◆ Work order ◆
In the article on the Courthouse Hotel sale, copy the text from "He no doubt" up to and including "of gin-and-tonic lemon.".

◆ Given text ◆
····················
GLASSES will be raised and fingers uncrossed if the deal to buy the troublesome Courthouse Hotel goes through for its owners who have their share of disappointments.

The Courthouse Hotel at Southport.
The Courthouse Hotel at Southport.

HANS Torv, who can include “former publican’’ on his resume, may soon have reason to raise a glass and say Cheers! – and perhaps then add: Good riddance.

The Hot Tomato radio station boss has a buyer in tow for his troublesome pub with no beer, the idle Courthouse Hotel in Southport.

Hans Torv at the Courthouse Hotel. Picture: Mike Batterham
Hans Torv at the Courthouse Hotel. Picture: Mike Batterham

He no doubt has his fingers crossed that the deal, which is unconditional, gets across the line after two previous disappointments, one as bitter as a slice of gin-and-tonic lemon.

Wraps are being kept on just who the party is that will hand over a cheque for the Courthouse, and on the size of the cheque.
····················
◆ Excerpted records ◆
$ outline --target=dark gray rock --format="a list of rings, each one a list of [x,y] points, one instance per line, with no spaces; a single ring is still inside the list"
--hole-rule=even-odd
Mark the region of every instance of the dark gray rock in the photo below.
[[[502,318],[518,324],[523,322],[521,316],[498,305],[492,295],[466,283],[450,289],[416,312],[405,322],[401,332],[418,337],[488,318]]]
····················
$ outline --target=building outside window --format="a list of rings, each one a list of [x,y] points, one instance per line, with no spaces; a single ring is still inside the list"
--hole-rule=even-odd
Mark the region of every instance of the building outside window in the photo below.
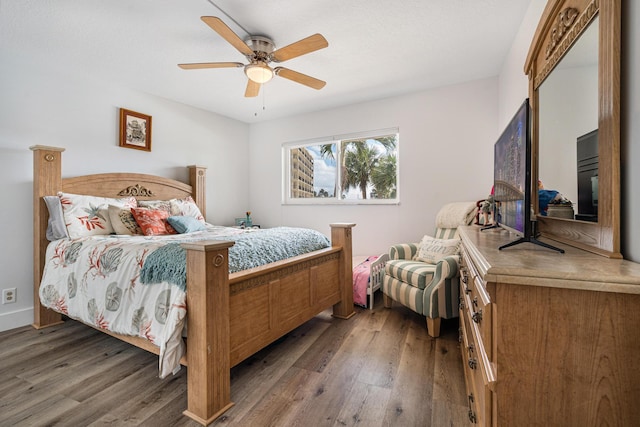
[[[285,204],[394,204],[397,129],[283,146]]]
····················
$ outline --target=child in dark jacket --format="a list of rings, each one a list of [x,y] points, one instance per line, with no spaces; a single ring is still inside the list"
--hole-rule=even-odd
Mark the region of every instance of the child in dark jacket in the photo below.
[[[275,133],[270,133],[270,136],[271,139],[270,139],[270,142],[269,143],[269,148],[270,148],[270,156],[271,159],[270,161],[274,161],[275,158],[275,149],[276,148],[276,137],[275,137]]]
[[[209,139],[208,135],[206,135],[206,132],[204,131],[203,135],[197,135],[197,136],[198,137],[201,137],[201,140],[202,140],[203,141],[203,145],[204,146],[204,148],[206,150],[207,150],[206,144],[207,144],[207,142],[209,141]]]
····················
◆ Task result ◆
He no doubt has his fingers crossed that the deal, which is unconditional, gets across the line after two previous disappointments, one as bitter as a slice of gin-and-tonic lemon.